_DATA EXTRACT_.
----
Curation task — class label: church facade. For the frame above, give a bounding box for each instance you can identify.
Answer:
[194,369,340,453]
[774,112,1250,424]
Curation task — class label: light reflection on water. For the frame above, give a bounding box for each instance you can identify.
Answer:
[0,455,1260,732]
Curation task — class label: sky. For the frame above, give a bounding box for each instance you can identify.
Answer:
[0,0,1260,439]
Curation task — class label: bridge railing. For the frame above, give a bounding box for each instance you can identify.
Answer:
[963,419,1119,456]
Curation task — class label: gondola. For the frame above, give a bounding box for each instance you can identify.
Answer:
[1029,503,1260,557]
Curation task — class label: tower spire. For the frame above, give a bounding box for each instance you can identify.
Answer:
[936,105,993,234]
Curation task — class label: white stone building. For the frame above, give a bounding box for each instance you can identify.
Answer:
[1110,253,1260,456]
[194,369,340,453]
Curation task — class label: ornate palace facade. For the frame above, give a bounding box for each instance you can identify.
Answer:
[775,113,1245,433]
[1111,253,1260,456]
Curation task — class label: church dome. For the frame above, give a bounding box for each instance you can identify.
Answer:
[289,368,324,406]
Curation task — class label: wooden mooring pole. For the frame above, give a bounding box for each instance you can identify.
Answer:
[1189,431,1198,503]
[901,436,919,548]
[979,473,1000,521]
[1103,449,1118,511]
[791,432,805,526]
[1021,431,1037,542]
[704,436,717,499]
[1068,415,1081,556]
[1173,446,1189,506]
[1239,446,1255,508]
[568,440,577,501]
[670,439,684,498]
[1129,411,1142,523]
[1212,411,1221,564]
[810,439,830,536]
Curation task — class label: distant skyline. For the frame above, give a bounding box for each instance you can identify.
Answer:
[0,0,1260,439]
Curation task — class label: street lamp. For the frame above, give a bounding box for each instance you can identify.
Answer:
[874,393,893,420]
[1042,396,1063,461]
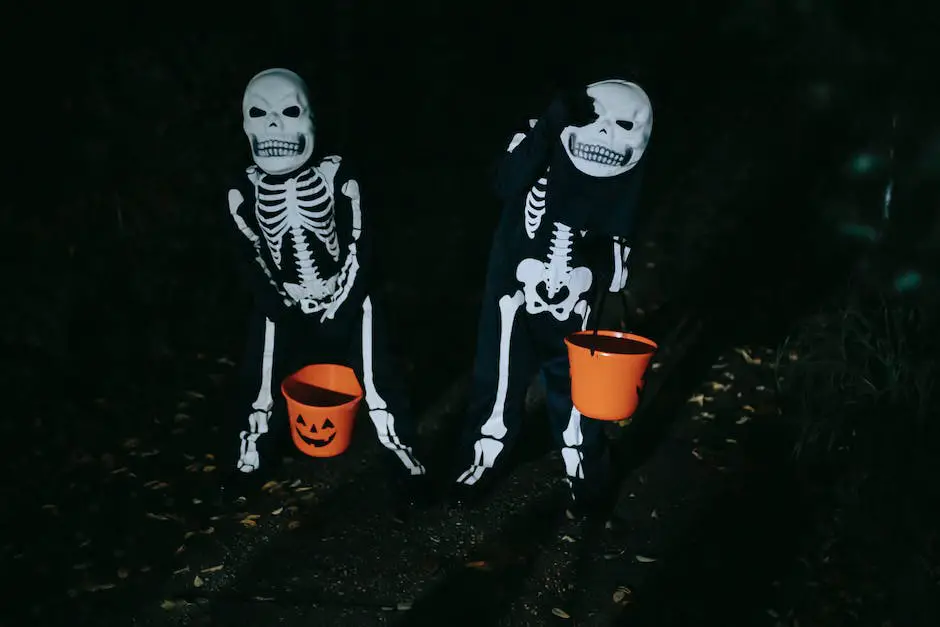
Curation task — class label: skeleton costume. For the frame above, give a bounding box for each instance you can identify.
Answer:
[228,69,425,476]
[457,80,652,509]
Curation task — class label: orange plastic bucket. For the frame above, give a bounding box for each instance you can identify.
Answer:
[565,331,659,421]
[281,364,362,457]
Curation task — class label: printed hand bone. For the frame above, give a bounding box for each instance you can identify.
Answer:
[235,431,261,473]
[341,179,359,200]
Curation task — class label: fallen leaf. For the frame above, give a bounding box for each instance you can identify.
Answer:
[734,348,761,365]
[614,586,632,604]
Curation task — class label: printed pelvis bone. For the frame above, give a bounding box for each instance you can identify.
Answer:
[242,68,314,174]
[561,80,653,178]
[516,222,593,322]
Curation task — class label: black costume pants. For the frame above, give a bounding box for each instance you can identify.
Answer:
[457,277,611,508]
[236,296,425,475]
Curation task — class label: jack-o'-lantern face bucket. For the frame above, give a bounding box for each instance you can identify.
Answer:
[281,364,362,457]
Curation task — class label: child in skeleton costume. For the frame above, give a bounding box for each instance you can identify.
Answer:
[228,69,425,496]
[455,80,652,514]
----
Copy every row above word for word, without changing anything, and leave the pictures out.

_WRITTEN REPLY_.
Curation task — class label: church facade. For the frame above, give a bounding box for each instance you can identify.
Answer:
[194,369,340,453]
[774,112,1250,424]
Curation task — class label: light reflection on water. For the frame above, give a bounding box for each instance you can identify.
Answer:
[0,455,1260,732]
Curation task — class label: sky. For the frame above, give a bounding box for each instance you can identify.
Answer:
[0,0,1260,439]
Curation task — class label: bridge railing. For the frame above, give a bounding box for each instance you can identify.
Answer:
[963,419,1119,456]
Curation task — class label: gondola. For the frame above, give a bounding box for each instance you can identify.
Answer:
[1029,503,1260,557]
Curation task — class label: tower spire. For the frame above, give a bounding box for each instance you can identify.
Answer:
[936,105,993,234]
Curation task — class label: white stone building. For the frame above, give a bounding box for each instance you can identify.
Answer:
[1110,253,1260,456]
[194,369,340,453]
Curation task — class label: ornate palace facade. For the frame above, give a bounding box for each instance you can identify.
Answer:
[775,113,1245,433]
[1111,253,1260,456]
Curation task — class label: church dome. For the frame above, give a bounding box for each instance you can identify.
Answer:
[289,368,324,406]
Curation task — class label: wooden mooring pole. For the frame above, give a bounding box for each instance you can identify.
Answer:
[1189,431,1198,503]
[901,436,919,548]
[979,473,1000,521]
[1103,449,1118,511]
[791,432,805,526]
[1021,431,1037,542]
[704,436,717,499]
[1068,415,1081,556]
[1173,446,1189,506]
[1239,446,1255,508]
[568,440,577,501]
[670,439,684,498]
[1129,411,1142,523]
[1212,411,1221,564]
[810,439,830,536]
Curation task — class label: distant skyline. For the frame above, give a bounding box for each instance you can identify.
Answer:
[0,0,1260,439]
Curation task — class label: street lamp. For the frame above, give a bounding box for each instance you can identify.
Answer:
[874,393,893,420]
[1042,396,1063,461]
Curation task — class label: skeleton costume. For the frame above, give a bounding box for each instance you can identify.
Answer:
[228,69,425,476]
[457,80,652,509]
Curation task — class label: orange plastic bucket. For the frame above, give a bounding box for each instance you can identify.
Answer:
[565,331,659,421]
[281,364,362,457]
Curation task — class label: printed hand bone. For the frame above, give a bounding box for each instance you can identify.
Answer:
[235,431,261,473]
[341,179,359,200]
Curation task — class label: fallen leaf. For the frame above, give a bounding box for each instance you can identify.
Answer:
[734,348,761,365]
[614,586,632,604]
Curation task — class label: printed pelvis bone. For the frame above, give a bounding box for each instance you can identify.
Answer:
[242,68,314,174]
[561,80,653,178]
[516,222,593,322]
Curation task — class label: black costume pants. For the frame above, give a bounding box for each instance you can identify.
Answer:
[457,277,611,508]
[236,296,425,475]
Curation task — class label: jack-o'-lantern face bucket. For the frame above, give a bounding box for each instance you can identify.
Answer:
[281,364,362,457]
Curation task — class label: child in skeleton costume. For the frame above, give a bounding box for each instance you can identify.
Answer:
[228,69,425,496]
[455,80,652,514]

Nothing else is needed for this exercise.